__PROBLEM REQUIREMENTS__
Will you give every entry again exactly as it stands?

__EXTRACTED RECORDS__

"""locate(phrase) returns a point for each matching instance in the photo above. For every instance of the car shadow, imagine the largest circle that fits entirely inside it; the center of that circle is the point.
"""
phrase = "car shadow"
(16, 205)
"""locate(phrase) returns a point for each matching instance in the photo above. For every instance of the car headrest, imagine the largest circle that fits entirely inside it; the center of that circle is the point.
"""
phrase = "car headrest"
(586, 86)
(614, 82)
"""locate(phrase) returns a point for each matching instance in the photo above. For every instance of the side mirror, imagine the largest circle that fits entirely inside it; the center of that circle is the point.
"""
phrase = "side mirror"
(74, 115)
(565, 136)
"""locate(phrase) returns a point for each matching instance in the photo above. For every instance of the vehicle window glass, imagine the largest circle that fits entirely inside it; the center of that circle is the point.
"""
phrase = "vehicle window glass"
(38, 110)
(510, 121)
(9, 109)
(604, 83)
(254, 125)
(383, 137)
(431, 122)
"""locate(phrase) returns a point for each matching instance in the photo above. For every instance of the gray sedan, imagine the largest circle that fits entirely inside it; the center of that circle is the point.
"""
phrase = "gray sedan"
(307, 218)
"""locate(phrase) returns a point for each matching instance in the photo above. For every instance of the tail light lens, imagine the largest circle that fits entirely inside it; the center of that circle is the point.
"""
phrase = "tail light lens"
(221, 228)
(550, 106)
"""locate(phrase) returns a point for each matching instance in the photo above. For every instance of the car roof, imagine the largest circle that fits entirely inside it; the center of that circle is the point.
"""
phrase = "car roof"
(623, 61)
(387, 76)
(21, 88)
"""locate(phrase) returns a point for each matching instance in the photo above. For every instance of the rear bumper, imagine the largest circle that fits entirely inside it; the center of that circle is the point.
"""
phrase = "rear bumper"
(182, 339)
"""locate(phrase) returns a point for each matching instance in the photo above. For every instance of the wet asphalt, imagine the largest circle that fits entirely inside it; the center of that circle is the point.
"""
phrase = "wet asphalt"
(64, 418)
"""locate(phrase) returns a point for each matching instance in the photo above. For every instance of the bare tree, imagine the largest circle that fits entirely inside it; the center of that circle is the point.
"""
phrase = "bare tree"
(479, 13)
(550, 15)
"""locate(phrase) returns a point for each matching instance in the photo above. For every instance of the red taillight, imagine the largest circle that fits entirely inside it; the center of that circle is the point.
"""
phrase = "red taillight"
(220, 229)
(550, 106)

__ANSWER FOR THIS EXERCISE__
"""locate(phrase) returns a point for each matching instance in the photo above. For every instance of the car shadow, imagine the largest circle that fits entirely inside it; the center of that circle is the point.
"""
phrase = "car shadow"
(16, 205)
"""locate(phrase) returns a point for each matching instance in the photo above. For every instance of the car headrest, imagine the largest circle that fits entirely inside it; the center of that circle is the point.
"""
phrase = "car headrest"
(586, 86)
(614, 82)
"""locate(phrase) returns a point for each matching instance in the photo above. For every instance of the side mirror, imagine the largest circle that fits entirely inside it; the center of that circle is the point.
"""
phrase = "side mirror"
(74, 115)
(565, 136)
"""locate(phrase) returns a point for each matching instance in the photo above. For every instance of the vehicle window glass, imagine the largest circle that fits entirely inside it; the center of that circle is the point.
"""
phrase = "vehicle window glass"
(38, 110)
(510, 121)
(9, 109)
(604, 83)
(254, 125)
(383, 137)
(431, 122)
"""locate(phrase) returns a point for each matching instance in the photo above. For every instance of the gray sedan, imagine the largest circle that fits entirely inside it; the center of that circle is the point.
"""
phrase = "gray sedan"
(307, 218)
"""locate(phrase) returns a point for each matching instance in the photo above. For every instance of the tail light lens, imagine the largest circle that fits entirely inside it; the center of that circle is the point.
"""
phrase = "tail light lens"
(221, 228)
(550, 106)
"""locate(phrase) returns a point for each matching instance in the photo above. For every instance of the car roof, imagine the largest circle that fits entirely inside it; the center of that circle is the point.
"""
phrase = "car roof"
(623, 61)
(387, 76)
(21, 88)
"""locate(phrase) returns a point for each matching instance in the photo above. For every instance of the rear bumper, imagine the largest circle that fits entirely inside it; the center of that circle is the point.
"""
phrase = "rear bumper"
(182, 339)
"""locate(phrase) returns a point for each matching instance in the photo above. For every instance of the wet asphalt, imagine the largest circle that fits entirely inside it; the center of that circle is the point.
"""
phrase = "wet asphalt"
(64, 418)
"""locate(phrase) returns a point for each matching instance in the photo above. For every instance of the bare tree, imagine the largest circle that fits entirely inside it; the center of that circle is the point.
"""
phrase = "bare tree"
(479, 13)
(550, 15)
"""locate(phrase) returns a point for each matching instance in the photo above. For every instance of the red taillight, imagine the largest circle that fits entirely inside it; the center of that circle is the point.
"""
phrase = "red taillight"
(220, 229)
(550, 106)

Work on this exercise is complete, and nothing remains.